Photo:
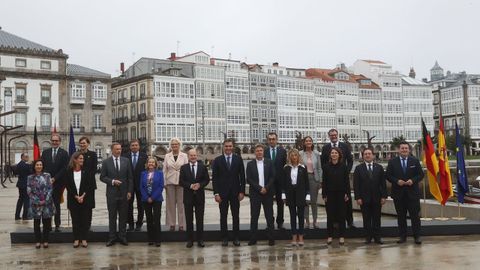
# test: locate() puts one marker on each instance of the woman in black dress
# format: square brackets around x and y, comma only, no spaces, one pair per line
[335,188]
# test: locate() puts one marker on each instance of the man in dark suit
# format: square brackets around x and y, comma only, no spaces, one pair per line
[193,178]
[348,159]
[278,156]
[405,172]
[228,179]
[23,170]
[137,162]
[55,161]
[117,175]
[370,193]
[261,182]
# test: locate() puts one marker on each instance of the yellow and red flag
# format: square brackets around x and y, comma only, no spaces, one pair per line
[430,161]
[444,168]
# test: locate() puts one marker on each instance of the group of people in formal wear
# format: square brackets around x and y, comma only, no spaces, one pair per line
[292,178]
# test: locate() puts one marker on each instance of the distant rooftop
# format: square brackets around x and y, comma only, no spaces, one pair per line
[8,40]
[77,70]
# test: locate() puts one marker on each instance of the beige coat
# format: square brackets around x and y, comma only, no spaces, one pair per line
[171,168]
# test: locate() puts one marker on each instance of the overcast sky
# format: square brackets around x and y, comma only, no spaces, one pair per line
[297,33]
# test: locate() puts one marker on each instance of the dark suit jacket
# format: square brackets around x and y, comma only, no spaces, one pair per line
[23,170]
[395,173]
[186,179]
[253,177]
[347,155]
[300,190]
[124,175]
[369,189]
[139,168]
[57,169]
[226,181]
[279,163]
[85,186]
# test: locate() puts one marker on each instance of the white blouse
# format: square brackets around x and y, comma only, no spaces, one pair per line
[77,178]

_Assigned task_. Count each line above that has the word "test" in it, and write down nothing but the total.

_Result of the task_. 9